- [Required actions]
a) From the piece about renovation dust, copy the words from "But you have" to "will to fight.".
b) In the piece about renovation dust, what does the dust start with?
c) Continue the piece about renovation dust, starting right after its last sentence.

- [Extracted text]
*** Begin section ***

We have reached peak dust. By which I mean that point in the renovation where the dust keeps coming and the will to remove it has been completely lost. The dust is the thing everyone forgets about. It’s the thing that is literally swept out of your mind over time so when people grimace as you embark on a new project and say to you: “Oh but the dust!” And you laugh carelessly and say: Oh don’t worry we’re seasoned. We know about the dust.”

Featured in @ad_magazine⁠ Photographer @yannick__labrousse via @lamaisonpierrefrey
design by Pierre Lacroix  Photographer @yannick__labrousse via @lamaisonpierrefrey

But you have forgotten about the dust. Because if you remembered you wouldn’t do it again. At least not while living on site. The dust starts with the demolition. But it doesn’t end there. Because it keeps falling for weeks. Clean on a Monday, write your name in the new layer on Tuesday. At the beginning, it feels manageable and so you do. Manage it that is. You are in that first flush of renovation. The camping in the sitting room because the kitchen will be done in a a few fast weeks. And then there comes the point where the time itself slows down. You understand deep in your bones that the kitchen will never be finished. That you will have to live like this forever and you lose the will to fight.

styled by @hannahfranklininteriorstylist shot by @debitreloar for @oka
styled by @hannahfranklininteriorstylist shot by @debitreloar for @oka

It is as if the dust itself has seeped into your brain and blurred the edges of your reason so while you can still see the mess you no longer care. You absent-mindedly wipe a glass  with a dusty tea towel before you drink out of it and wipe the fork on your dusty trousers before you eat. And you shut your eyes to the rest.

*** End section ***

Referring-expression data
*** Begin section ***

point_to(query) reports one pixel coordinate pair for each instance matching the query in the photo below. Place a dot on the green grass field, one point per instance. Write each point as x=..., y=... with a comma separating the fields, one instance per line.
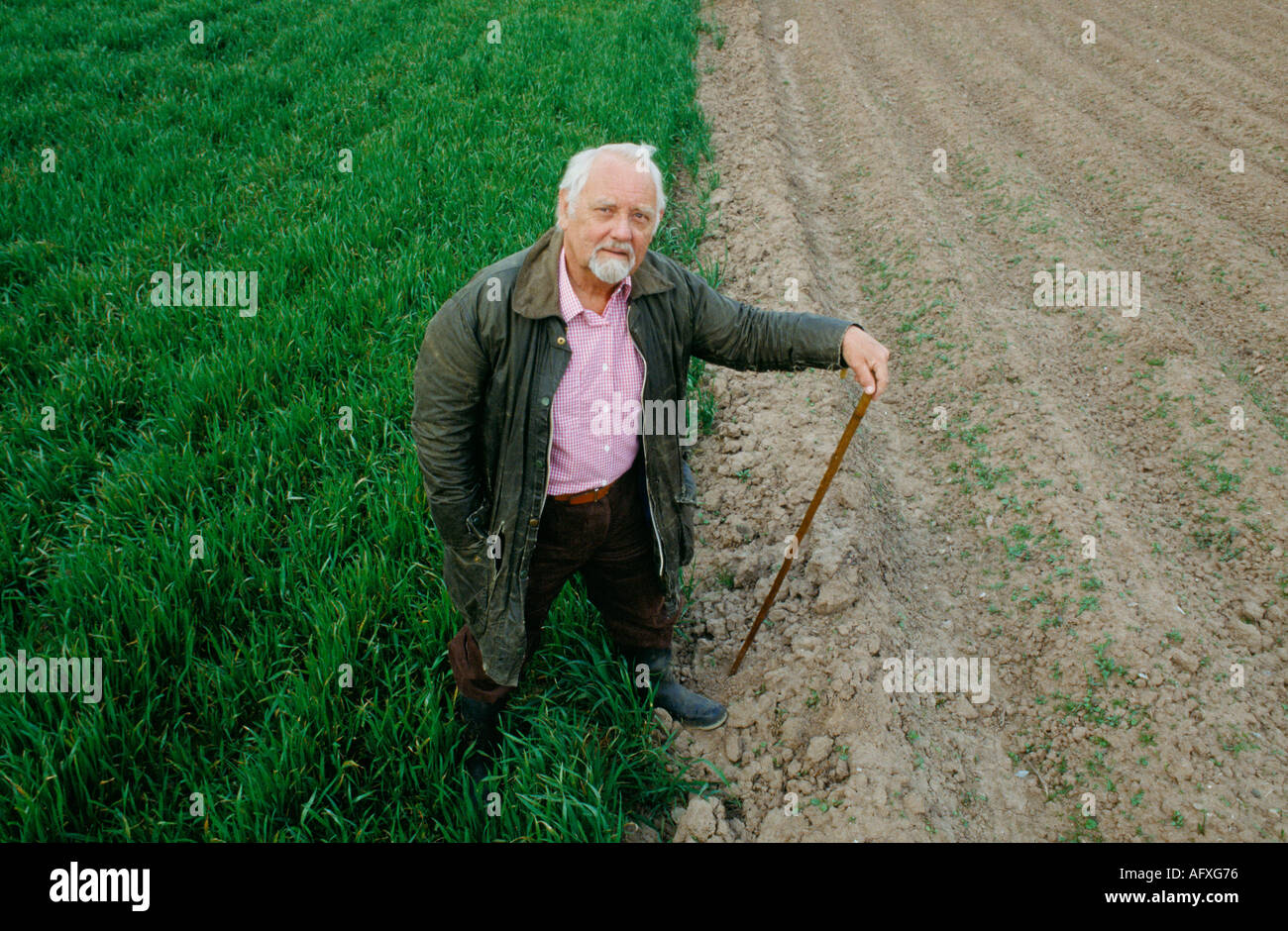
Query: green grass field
x=223, y=672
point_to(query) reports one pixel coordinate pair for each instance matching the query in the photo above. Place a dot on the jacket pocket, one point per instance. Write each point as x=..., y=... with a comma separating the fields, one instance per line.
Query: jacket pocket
x=688, y=505
x=469, y=574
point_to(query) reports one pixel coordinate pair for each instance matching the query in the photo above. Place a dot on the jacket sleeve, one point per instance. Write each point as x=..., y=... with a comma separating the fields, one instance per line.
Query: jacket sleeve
x=738, y=335
x=451, y=374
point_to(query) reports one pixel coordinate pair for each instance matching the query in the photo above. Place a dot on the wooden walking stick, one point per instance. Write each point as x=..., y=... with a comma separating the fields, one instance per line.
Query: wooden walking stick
x=809, y=515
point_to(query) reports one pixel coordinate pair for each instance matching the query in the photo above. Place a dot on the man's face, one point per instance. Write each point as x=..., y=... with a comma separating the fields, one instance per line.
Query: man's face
x=613, y=226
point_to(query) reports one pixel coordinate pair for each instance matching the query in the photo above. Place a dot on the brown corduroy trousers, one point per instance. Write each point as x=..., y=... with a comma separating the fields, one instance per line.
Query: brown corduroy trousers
x=608, y=543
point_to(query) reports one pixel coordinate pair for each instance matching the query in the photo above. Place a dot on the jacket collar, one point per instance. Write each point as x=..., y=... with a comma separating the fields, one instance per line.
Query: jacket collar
x=536, y=288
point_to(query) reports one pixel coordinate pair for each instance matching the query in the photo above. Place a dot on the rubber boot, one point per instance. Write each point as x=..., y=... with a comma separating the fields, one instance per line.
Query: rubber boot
x=481, y=730
x=686, y=706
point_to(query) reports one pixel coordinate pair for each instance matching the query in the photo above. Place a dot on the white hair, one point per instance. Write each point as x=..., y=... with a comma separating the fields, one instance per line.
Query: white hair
x=579, y=170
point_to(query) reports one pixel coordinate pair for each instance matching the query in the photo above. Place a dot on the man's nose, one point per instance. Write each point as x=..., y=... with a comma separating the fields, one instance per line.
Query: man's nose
x=622, y=230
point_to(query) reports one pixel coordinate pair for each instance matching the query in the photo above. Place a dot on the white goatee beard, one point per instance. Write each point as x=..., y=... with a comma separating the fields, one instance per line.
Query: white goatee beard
x=610, y=269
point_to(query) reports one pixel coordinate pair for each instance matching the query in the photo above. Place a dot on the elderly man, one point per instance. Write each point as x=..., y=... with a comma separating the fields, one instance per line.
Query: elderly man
x=529, y=483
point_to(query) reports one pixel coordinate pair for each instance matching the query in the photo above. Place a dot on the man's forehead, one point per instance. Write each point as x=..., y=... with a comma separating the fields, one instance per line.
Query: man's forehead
x=612, y=176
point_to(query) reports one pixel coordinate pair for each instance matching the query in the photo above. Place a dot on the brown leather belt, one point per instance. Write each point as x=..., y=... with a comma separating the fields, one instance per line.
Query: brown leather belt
x=585, y=497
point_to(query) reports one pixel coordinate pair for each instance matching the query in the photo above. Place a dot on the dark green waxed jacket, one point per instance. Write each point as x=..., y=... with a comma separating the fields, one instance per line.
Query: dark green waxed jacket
x=488, y=367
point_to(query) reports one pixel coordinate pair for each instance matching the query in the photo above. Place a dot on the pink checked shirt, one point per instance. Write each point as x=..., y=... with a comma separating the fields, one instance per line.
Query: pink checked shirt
x=604, y=361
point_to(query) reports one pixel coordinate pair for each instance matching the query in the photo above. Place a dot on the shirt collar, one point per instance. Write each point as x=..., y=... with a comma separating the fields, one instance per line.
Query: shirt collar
x=571, y=305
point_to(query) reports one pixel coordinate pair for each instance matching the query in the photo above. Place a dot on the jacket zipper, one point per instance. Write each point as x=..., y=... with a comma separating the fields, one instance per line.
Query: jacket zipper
x=648, y=491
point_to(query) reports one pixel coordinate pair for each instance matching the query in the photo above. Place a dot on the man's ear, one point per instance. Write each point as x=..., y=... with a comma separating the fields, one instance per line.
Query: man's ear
x=562, y=211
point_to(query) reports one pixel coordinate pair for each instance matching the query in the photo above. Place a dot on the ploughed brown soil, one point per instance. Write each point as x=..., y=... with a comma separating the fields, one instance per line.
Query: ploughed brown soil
x=1149, y=678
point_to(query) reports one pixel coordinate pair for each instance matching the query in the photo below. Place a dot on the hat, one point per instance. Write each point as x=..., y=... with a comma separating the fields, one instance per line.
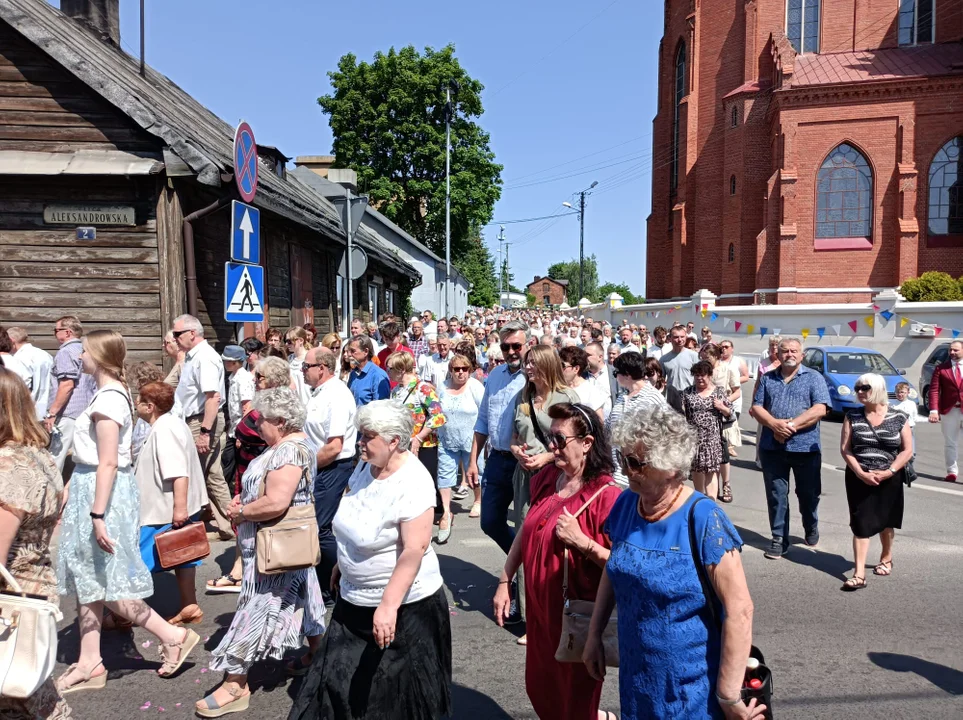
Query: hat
x=234, y=353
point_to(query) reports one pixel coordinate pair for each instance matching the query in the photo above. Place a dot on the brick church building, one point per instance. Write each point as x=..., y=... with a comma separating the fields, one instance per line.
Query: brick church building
x=806, y=150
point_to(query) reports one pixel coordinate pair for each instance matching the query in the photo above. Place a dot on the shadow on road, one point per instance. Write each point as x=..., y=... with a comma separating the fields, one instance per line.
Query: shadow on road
x=833, y=565
x=947, y=679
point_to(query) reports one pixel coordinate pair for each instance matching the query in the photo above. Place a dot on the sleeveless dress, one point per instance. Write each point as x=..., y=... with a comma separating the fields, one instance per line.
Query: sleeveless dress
x=274, y=612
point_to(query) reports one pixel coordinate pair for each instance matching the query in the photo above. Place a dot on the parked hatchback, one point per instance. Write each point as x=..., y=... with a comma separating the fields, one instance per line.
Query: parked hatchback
x=940, y=355
x=840, y=366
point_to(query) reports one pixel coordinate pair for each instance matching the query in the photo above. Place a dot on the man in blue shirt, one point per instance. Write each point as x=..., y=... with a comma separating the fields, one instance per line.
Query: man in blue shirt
x=788, y=404
x=367, y=381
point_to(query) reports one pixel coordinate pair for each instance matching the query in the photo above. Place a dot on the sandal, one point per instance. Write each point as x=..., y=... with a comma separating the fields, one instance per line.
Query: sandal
x=884, y=568
x=208, y=707
x=88, y=681
x=184, y=647
x=225, y=583
x=853, y=584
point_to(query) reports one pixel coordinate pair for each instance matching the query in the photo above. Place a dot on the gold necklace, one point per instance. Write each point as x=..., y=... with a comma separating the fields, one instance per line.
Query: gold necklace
x=659, y=515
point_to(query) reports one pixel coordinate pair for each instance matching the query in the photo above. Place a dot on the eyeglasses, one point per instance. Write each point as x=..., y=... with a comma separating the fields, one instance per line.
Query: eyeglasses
x=628, y=462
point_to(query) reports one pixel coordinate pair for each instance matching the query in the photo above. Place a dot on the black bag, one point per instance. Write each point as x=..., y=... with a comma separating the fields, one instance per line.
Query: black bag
x=764, y=694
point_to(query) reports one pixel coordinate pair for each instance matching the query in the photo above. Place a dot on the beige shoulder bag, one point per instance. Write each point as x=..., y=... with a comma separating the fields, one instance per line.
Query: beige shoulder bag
x=289, y=542
x=28, y=640
x=577, y=615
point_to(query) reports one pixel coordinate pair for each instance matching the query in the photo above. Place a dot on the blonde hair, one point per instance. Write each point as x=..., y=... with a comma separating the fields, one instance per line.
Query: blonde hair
x=18, y=417
x=108, y=349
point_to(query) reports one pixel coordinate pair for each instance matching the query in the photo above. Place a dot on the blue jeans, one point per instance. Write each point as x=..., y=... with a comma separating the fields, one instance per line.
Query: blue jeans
x=806, y=467
x=329, y=485
x=498, y=492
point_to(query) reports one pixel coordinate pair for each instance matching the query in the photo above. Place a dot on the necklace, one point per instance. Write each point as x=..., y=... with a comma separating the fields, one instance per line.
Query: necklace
x=659, y=515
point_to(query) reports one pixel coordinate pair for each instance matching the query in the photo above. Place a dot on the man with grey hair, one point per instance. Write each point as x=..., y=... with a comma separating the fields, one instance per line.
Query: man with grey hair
x=789, y=402
x=199, y=399
x=495, y=424
x=38, y=364
x=331, y=430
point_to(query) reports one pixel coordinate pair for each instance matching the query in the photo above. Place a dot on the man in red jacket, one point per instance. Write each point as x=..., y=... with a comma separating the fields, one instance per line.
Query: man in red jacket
x=946, y=389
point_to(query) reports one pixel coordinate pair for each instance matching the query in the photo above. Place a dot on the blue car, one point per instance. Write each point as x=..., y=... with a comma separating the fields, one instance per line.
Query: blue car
x=841, y=365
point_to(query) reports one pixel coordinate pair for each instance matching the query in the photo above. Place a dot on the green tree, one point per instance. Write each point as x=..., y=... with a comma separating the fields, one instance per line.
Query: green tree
x=628, y=297
x=932, y=287
x=570, y=271
x=477, y=265
x=388, y=122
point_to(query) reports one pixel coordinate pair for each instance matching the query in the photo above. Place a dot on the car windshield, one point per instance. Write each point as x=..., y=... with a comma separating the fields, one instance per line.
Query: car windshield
x=857, y=363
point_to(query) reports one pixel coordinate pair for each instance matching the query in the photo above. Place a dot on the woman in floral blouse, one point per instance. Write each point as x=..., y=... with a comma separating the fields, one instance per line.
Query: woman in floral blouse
x=422, y=400
x=31, y=491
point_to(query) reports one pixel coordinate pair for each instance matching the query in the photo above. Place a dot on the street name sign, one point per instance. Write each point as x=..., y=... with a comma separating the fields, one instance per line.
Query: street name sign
x=243, y=293
x=245, y=233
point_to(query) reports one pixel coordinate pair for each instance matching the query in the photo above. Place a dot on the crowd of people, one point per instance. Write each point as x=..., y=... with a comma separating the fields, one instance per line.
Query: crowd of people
x=586, y=432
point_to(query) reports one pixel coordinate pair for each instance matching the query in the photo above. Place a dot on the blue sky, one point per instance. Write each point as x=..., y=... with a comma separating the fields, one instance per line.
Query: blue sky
x=564, y=80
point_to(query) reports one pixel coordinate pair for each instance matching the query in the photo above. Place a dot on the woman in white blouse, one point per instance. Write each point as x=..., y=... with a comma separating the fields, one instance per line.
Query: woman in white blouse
x=391, y=604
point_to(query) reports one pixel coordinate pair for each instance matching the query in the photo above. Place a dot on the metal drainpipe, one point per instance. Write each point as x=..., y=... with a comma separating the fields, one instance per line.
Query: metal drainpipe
x=190, y=267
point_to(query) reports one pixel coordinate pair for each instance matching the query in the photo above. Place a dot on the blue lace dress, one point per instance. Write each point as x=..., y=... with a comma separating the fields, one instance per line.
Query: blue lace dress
x=669, y=658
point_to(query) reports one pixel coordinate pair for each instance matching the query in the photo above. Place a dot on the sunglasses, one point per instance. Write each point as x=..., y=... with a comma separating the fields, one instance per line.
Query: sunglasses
x=629, y=462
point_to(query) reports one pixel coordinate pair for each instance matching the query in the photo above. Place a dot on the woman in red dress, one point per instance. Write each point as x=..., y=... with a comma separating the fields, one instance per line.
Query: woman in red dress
x=582, y=471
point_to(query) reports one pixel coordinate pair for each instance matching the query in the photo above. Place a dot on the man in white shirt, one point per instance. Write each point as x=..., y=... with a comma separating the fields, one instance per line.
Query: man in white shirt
x=38, y=363
x=434, y=368
x=198, y=401
x=331, y=430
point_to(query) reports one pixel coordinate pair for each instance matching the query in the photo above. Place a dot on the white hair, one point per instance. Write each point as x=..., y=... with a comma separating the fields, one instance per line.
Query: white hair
x=389, y=419
x=668, y=440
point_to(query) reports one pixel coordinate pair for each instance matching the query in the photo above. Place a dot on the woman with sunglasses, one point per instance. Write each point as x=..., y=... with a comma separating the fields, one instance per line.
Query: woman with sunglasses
x=673, y=662
x=876, y=443
x=571, y=500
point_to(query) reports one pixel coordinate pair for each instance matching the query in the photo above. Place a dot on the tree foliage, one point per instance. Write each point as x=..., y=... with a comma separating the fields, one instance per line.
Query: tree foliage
x=388, y=122
x=932, y=287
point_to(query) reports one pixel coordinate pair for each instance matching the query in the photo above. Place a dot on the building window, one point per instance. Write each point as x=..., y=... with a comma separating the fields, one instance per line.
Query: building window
x=802, y=24
x=945, y=215
x=844, y=195
x=915, y=21
x=677, y=110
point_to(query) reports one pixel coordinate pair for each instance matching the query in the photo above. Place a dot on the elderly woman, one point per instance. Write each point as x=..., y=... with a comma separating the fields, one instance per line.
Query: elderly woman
x=571, y=500
x=274, y=612
x=674, y=662
x=31, y=491
x=172, y=489
x=876, y=443
x=387, y=653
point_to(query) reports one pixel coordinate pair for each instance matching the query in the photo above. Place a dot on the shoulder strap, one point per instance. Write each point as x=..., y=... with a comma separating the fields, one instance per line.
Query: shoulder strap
x=707, y=589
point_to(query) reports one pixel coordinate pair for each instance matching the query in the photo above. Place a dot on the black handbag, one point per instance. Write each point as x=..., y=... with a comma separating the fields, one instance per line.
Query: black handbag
x=764, y=694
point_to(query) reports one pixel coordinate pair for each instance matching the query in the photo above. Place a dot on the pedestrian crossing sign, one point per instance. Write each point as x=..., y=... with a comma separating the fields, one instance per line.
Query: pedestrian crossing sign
x=243, y=293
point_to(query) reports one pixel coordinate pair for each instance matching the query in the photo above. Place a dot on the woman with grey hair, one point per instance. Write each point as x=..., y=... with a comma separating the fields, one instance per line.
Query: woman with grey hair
x=876, y=443
x=673, y=660
x=274, y=612
x=387, y=653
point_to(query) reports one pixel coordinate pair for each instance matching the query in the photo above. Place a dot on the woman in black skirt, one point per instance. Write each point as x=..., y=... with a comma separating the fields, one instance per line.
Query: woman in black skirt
x=387, y=652
x=876, y=445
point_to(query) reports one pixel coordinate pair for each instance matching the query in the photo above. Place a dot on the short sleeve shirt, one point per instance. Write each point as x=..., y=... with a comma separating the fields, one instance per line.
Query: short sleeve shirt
x=786, y=400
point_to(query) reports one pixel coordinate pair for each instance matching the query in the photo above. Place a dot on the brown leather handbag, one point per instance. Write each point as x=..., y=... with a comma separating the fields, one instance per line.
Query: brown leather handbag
x=180, y=545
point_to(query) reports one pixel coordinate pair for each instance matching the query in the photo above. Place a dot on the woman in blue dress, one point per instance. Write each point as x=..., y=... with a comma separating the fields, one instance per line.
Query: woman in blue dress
x=674, y=663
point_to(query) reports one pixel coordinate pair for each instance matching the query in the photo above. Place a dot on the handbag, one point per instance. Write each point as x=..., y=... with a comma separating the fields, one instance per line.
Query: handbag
x=289, y=542
x=577, y=616
x=28, y=639
x=180, y=545
x=764, y=694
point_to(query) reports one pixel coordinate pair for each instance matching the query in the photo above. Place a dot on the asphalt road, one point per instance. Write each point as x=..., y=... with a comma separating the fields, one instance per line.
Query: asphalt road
x=892, y=650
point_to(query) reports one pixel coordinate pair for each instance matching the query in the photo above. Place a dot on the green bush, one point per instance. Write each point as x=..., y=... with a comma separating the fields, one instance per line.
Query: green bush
x=932, y=287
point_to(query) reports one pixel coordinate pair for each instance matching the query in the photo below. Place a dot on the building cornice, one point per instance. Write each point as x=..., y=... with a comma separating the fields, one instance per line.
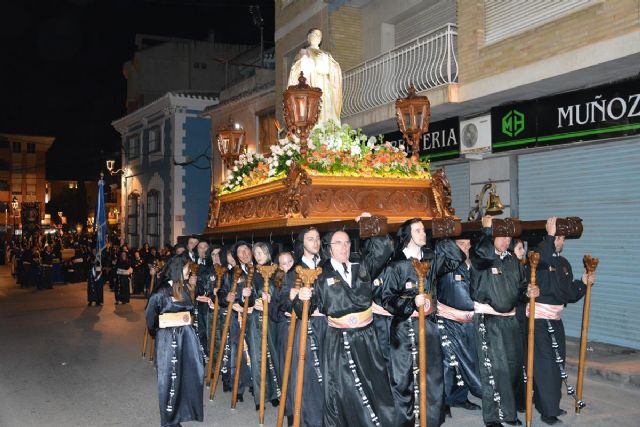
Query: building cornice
x=167, y=104
x=34, y=139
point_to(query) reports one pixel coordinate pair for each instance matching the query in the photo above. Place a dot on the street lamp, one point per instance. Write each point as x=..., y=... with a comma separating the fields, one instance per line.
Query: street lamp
x=413, y=113
x=494, y=204
x=231, y=143
x=111, y=164
x=301, y=109
x=14, y=207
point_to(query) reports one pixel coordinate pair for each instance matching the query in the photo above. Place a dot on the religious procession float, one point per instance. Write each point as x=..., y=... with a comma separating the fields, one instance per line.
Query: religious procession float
x=325, y=173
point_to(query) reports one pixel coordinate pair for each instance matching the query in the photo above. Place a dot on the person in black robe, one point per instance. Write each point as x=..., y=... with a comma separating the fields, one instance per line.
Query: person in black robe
x=357, y=391
x=140, y=274
x=307, y=255
x=178, y=356
x=397, y=291
x=455, y=323
x=95, y=284
x=498, y=283
x=241, y=256
x=253, y=337
x=123, y=272
x=204, y=292
x=554, y=277
x=46, y=265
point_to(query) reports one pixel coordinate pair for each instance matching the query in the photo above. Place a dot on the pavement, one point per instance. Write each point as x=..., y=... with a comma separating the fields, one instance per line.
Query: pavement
x=65, y=364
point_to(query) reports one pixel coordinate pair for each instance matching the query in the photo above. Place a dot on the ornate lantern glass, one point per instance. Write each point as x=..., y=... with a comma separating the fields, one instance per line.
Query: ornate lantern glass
x=231, y=143
x=301, y=109
x=413, y=113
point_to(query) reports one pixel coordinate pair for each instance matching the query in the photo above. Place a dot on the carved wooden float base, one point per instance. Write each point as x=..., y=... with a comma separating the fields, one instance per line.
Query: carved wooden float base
x=300, y=199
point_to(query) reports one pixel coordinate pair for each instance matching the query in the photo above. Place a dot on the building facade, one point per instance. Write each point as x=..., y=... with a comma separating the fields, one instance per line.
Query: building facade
x=22, y=175
x=166, y=176
x=539, y=98
x=164, y=64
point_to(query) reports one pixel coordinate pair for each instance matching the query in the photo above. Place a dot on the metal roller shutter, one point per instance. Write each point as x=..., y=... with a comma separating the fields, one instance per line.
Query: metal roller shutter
x=600, y=184
x=458, y=176
x=425, y=21
x=506, y=18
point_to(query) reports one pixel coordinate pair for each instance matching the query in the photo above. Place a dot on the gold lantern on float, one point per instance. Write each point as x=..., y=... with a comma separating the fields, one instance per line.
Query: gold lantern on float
x=231, y=143
x=301, y=109
x=413, y=113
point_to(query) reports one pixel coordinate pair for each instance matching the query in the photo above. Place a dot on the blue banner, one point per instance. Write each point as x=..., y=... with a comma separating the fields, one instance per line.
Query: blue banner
x=100, y=222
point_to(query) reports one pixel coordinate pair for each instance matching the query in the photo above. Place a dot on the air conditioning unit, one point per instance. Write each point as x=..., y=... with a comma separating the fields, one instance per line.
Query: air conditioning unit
x=475, y=135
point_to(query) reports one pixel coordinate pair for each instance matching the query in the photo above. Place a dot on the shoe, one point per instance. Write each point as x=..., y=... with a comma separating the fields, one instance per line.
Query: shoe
x=550, y=420
x=468, y=405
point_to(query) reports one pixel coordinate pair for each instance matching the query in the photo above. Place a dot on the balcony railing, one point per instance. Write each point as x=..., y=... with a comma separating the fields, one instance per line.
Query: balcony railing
x=427, y=61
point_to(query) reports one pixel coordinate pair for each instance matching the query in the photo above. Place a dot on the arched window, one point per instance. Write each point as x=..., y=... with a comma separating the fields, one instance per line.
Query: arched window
x=133, y=209
x=153, y=218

*** End section ***

- [Task results]
a)
But you have forgotten about the dust. Because if you remembered you wouldn’t do it again. At least not while living on site. The dust starts with the demolition. But it doesn’t end there. Because it keeps falling for weeks. Clean on a Monday, write your name in the new layer on Tuesday. At the beginning, it feels manageable and so you do. Manage it that is. You are in that first flush of renovation. The camping in the sitting room because the kitchen will be done in a a few fast weeks. And then there comes the point where the time itself slows down. You understand deep in your bones that the kitchen will never be finished. That you will have to live like this forever and you lose the will to fight.

b) It starts with the demolition.

c)
design by topology interiors shot by @_richardkiely
design by topology interiors shot by @_richardkiely

Then when it’s all done and your friends tell you they are embarking on a renovation project you say: “Oh but the dust!” And they smile at you in that slightly patronising fashion and say: “Oh don’t worry we’re seasoned. We know about the dust.”

And you laugh with them (but also a little bit at them) because you have started to forget. And so the wheel of renovation turns again.

beautiful old terracotta floor in the home of @the_textured_room
beautiful old terracotta floor in the home of @the_textured_room

It will come as no surprise that this week’s rooms are light and bright and, crucially dust free. Warm shades of cream and terracotta in the form of furnishings and floors. And all these rooms too were once full of dust and debris before they looked like this. Hold that thought renovators hold that thought.

via paint and paper library
via paint and paper library
Kate Watson-Smyth

The author Kate Watson-Smyth

I’m a journalist who writes about interiors mainly for The Financial Times but I have also written regularly for The Independent and The Daily Mail. My house has been in Living Etc, HeartHome and featured in The Wall Street Journal & Corriere della Sera. I also run an interior styling consultancy Mad About Your House. Welcome to my Mad House.

13 Comments

  1. I just spent hours on return from holiday last night cleaning up the dust left by my new media unit so this article was a very well timed (and much needed) laugh. The carpenter did his best to clean as he went, and I’m glad I overruled my husband and put dust sheets down ‘unnecessarily’ in other parts of the flat, but I know it will be haunting me for weeks.

  2. Ahhh, you poor soul. At least your sense of humour hasn’t been buried under the dust along with everything else, haha.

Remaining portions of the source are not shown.